* _OBJECTIVES_
1 - According to the data frame excerpt, where are the vectors produced by the transformation kept?
2 - Write out everything in the data frame excerpt from "Often you want" down to "uppercase.(x)) => :NAME)", switching "broadcasting" to "vectorization".

In this case the vectors produced by our transformation are kept in a single row
of the produced data frame. Note that in this case we also could have just
written:

julia> combine(groupby(df, :eye), :name => Ref => :name, :age => mean => :age)
4×3 DataFrame
 Row │ eye     name                               age
     │ String  SubArray…                          Float64
─────┼────────────────────────────────────────────────────
   1 │ blue    ["Aaron Aardvark", "Даниил Дубов…     42.5
   2 │ brown   ["Belen Barboza", "Felipe Fittip…     35.0
   3 │ hazel   ["春 陈"]                             40.0
   4 │ green   ["Elżbieta Elbląg"]                   30.0

as we were applying identity transformation to our data, which can be skipped.

Often you want to apply some function not to the whole column of a data frame,
but rather to its individual elements. Normally one would achieve this using
broadcasting like this:

julia> select(df, :name => (x -> uppercase.(x)) => :NAME)

* _SOURCE MATERIAL_
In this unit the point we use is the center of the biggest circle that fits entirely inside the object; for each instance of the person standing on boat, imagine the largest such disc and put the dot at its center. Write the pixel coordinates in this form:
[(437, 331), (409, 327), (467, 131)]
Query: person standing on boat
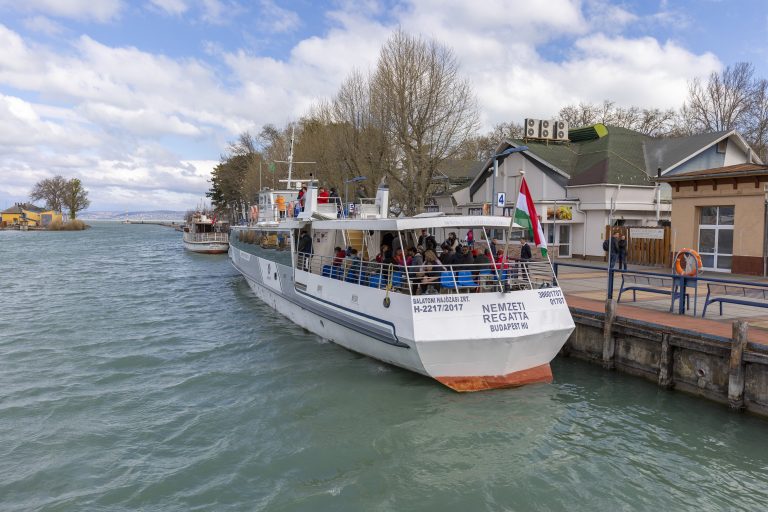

* _FINAL RESULTS_
1 - They are kept in a single row of the produced data frame.

2 -
Often you want to apply some function not to the whole column of a data frame,
but rather to its individual elements. Normally one would achieve this using
vectorization like this:

julia> select(df, :name => (x -> uppercase.(x)) => :NAME)